> [Work to be completed]: Edit the records below by changing every "Pointing rules" to "Marking rules" and keeping everything else the same.

++++

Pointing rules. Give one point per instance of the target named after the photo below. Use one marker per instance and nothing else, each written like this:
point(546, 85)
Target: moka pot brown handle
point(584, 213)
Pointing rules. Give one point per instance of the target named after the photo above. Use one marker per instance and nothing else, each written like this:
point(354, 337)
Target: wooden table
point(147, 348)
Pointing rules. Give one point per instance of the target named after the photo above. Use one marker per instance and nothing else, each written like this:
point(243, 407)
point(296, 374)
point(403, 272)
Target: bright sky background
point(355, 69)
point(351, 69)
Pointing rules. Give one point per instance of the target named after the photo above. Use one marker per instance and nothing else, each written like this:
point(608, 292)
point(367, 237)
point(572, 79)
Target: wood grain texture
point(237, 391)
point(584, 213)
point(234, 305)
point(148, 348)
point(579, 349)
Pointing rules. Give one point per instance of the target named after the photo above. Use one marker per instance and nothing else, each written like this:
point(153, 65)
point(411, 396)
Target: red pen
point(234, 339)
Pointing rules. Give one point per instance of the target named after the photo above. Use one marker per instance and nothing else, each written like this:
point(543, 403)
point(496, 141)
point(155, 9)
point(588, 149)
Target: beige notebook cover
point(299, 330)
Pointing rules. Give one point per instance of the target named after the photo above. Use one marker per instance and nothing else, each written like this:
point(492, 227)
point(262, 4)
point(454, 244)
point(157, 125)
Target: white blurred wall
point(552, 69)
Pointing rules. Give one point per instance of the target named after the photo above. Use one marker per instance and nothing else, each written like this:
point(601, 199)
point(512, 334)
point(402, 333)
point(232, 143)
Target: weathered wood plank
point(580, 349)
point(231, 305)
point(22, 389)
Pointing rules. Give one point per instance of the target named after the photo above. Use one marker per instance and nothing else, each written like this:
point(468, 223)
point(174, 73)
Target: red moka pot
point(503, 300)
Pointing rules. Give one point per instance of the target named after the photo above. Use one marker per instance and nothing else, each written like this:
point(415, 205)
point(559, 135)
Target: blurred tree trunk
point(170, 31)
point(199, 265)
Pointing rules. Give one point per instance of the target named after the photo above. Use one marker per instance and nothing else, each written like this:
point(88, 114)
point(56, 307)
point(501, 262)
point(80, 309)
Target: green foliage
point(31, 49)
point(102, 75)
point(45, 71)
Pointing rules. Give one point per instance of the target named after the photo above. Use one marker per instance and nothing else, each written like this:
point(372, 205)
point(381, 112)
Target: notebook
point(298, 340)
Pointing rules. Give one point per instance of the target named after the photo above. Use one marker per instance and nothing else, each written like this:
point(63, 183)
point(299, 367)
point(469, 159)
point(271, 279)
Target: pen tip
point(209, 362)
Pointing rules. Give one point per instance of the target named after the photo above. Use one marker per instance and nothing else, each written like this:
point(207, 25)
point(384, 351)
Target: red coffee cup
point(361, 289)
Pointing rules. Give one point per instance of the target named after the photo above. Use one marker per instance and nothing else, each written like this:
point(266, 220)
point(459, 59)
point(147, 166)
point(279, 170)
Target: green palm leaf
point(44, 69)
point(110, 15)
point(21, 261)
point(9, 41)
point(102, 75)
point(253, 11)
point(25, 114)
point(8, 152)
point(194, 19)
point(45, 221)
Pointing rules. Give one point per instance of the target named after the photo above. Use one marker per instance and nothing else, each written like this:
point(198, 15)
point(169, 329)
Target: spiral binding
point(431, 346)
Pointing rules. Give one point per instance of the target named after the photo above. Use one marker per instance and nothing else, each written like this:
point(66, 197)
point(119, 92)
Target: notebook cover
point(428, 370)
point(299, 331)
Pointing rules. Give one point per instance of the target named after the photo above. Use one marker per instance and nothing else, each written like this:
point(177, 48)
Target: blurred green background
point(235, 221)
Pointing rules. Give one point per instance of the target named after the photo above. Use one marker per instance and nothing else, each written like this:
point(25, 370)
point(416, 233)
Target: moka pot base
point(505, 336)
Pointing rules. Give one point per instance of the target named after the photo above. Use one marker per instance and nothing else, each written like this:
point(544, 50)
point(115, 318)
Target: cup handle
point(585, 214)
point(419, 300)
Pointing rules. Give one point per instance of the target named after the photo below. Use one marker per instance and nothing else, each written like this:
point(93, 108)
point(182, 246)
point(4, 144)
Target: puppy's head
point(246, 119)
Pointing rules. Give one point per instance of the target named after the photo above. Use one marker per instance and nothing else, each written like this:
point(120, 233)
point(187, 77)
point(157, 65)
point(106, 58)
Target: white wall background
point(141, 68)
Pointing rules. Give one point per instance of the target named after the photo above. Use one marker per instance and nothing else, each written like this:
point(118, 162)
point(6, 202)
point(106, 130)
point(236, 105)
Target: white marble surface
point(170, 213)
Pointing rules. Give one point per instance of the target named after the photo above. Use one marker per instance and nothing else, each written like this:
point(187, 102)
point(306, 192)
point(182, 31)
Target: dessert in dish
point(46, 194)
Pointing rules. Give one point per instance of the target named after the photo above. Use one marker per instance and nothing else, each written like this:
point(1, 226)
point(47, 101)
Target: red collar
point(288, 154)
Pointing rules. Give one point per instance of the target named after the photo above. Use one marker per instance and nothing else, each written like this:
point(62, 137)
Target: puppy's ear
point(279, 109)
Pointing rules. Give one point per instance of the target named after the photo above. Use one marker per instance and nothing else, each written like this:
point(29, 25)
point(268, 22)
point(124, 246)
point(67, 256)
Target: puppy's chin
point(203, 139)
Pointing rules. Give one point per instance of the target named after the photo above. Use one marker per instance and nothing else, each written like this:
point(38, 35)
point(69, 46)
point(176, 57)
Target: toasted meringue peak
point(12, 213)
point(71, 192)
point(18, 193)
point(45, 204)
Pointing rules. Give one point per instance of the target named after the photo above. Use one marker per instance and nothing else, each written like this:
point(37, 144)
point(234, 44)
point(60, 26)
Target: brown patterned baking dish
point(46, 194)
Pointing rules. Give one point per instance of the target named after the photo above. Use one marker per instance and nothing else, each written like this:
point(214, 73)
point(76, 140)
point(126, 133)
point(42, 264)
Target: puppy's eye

++++

> [Completed task]:
Marking rules. Give one point per instance of the target named after the photo below. Use one marker per instance and nothing else, each written like this:
point(546, 85)
Target: moka pot brown handle
point(584, 213)
Marking rules. Give one point per instance of the target named after the photo above. Use one marker per instance and nothing else, each written like this:
point(354, 337)
Target: wooden table
point(147, 348)
Marking rules. Give one point per instance of the target named after the photo above. Use one marker per instance and nothing else, each written like this:
point(243, 407)
point(296, 374)
point(403, 272)
Target: bright sky background
point(355, 69)
point(351, 69)
Marking rules. Give one point per instance of the target named after the photo above. Use one marker per instance and nothing else, each written like this:
point(608, 292)
point(367, 237)
point(572, 79)
Target: wood grain texture
point(237, 391)
point(584, 213)
point(234, 305)
point(148, 348)
point(579, 349)
Marking rules. Give one point per instance of the target named after the photo above. Use one marker per instance and nothing else, each written like this:
point(153, 65)
point(411, 396)
Target: red pen
point(234, 339)
Marking rules. Give one point per instance of the target named after the photo above. Use one marker per instance and nothing else, each written like this:
point(543, 403)
point(496, 141)
point(155, 9)
point(588, 149)
Target: beige notebook cover
point(299, 330)
Marking rules. Give one point per instance of the target named after the photo above. Use one marker per instance and nothing else, each written like this:
point(492, 227)
point(262, 4)
point(454, 244)
point(157, 125)
Target: white blurred wall
point(552, 69)
Marking rules. Give one point per instance of the target named after the photo above. Use one marker per instance and nothing else, each written like this:
point(601, 199)
point(512, 334)
point(402, 333)
point(232, 143)
Target: weathered wood plank
point(580, 349)
point(231, 305)
point(22, 389)
Marking rules. Give one point per instance of the target named after the photo above. Use one marker per instance and nothing else, each written like this:
point(468, 223)
point(174, 73)
Target: red moka pot
point(503, 300)
Marking rules. Give one point per instance of the target named after the photo above. Use one marker per instance and nothing else, each written like this:
point(415, 205)
point(559, 135)
Target: blurred tree trunk
point(170, 31)
point(199, 265)
Marking rules. Give one point per instance of the target named after the photo above. Use one marker per instance and nothing else, each written like this:
point(88, 114)
point(56, 307)
point(501, 262)
point(80, 309)
Target: green foliage
point(31, 49)
point(102, 75)
point(45, 71)
Marking rules. Give one point per instance of the target named after the photo above. Use one marker per instance and nothing else, each written like this:
point(372, 205)
point(381, 112)
Target: notebook
point(298, 340)
Marking rules. Give one point per instance of the target named after the photo above. Use one marker per instance and nothing else, each written like this:
point(63, 183)
point(299, 367)
point(469, 159)
point(271, 279)
Target: pen tip
point(209, 362)
Marking rules. Give one point per instance of the target named after the photo above. Use one marker per instance and nothing else, each written like this:
point(207, 25)
point(384, 351)
Target: red coffee cup
point(361, 289)
Marking rules. Give one point per instance of the target named after the photo above. Use one marker per instance and nothing else, each written like this:
point(266, 220)
point(459, 59)
point(147, 166)
point(279, 170)
Target: green palm leaf
point(44, 69)
point(110, 15)
point(21, 261)
point(9, 41)
point(102, 75)
point(253, 11)
point(25, 114)
point(8, 152)
point(194, 19)
point(45, 221)
Marking rules. Give one point per instance of the target named after the photo above. Use one marker per instance and nothing else, each written like this:
point(198, 15)
point(169, 329)
Target: spiral binding
point(431, 346)
Marking rules. Give one point per instance of the target named after the photo above. Use one marker per instance and nothing else, each written like this:
point(66, 197)
point(119, 92)
Target: notebook cover
point(428, 370)
point(299, 331)
Marking rules. Give one point per instance of the target named after the photo above. Use one marker per instance and nothing else, each written like this:
point(177, 48)
Target: blurred green background
point(235, 221)
Marking rules. Give one point per instance of the target named after the photo above. Use one marker per instance and nothing else, each written like this:
point(25, 370)
point(416, 233)
Target: moka pot base
point(505, 336)
Marking rules. Give one point per instance of the target named after the photo above. Use one marker per instance and nothing else, each written like this:
point(544, 50)
point(115, 318)
Target: cup handle
point(585, 214)
point(419, 300)
Marking rules. Give one point per instance of the target named after the photo below. Use one marker per instance and nothing else, each written like this:
point(93, 108)
point(182, 246)
point(4, 144)
Target: puppy's head
point(246, 119)
Marking rules. Give one point per instance of the target named after the photo above. Use one marker per instance and nothing else, each written like this:
point(120, 233)
point(187, 77)
point(157, 65)
point(106, 58)
Target: white wall background
point(141, 68)
Marking rules. Give one point per instance of the target named after the photo above. Use one marker per instance and nothing else, each written like this:
point(118, 162)
point(6, 202)
point(106, 130)
point(236, 105)
Target: white marble surface
point(170, 213)
Marking rules. Give one point per instance of the target named after the photo above. Use one marker per instance and nothing else, each written like this:
point(187, 102)
point(306, 192)
point(182, 31)
Target: dessert in dish
point(46, 194)
Marking rules. Give one point per instance of the target named after the photo above. Use one marker per instance and nothing else, each written like this:
point(1, 226)
point(47, 101)
Target: red collar
point(288, 154)
Marking rules. Give one point per instance of the target named after the photo above. Use one marker per instance and nothing else, each written like this:
point(62, 137)
Target: puppy's ear
point(279, 109)
Marking rules. Give one point per instance of the target named after the photo above. Use one marker per instance and nothing else, each written like this:
point(29, 25)
point(268, 22)
point(124, 246)
point(67, 256)
Target: puppy's chin
point(203, 139)
Marking rules. Give one point per instance of the target named after the photo above. Use one marker per instance and nothing else, each written like this:
point(38, 35)
point(69, 46)
point(176, 57)
Target: toasted meringue peak
point(12, 213)
point(71, 192)
point(18, 193)
point(45, 204)
Marking rules. Give one point per instance of the target named after the photo above. Use one marker per instance and nothing else, each written like this:
point(37, 144)
point(234, 44)
point(60, 26)
Target: brown patterned baking dish
point(46, 194)
Marking rules. Give one point per instance of the target named after the photo above. Use one marker per instance and nothing else, each written like this:
point(214, 73)
point(76, 140)
point(126, 133)
point(42, 264)
Target: puppy's eye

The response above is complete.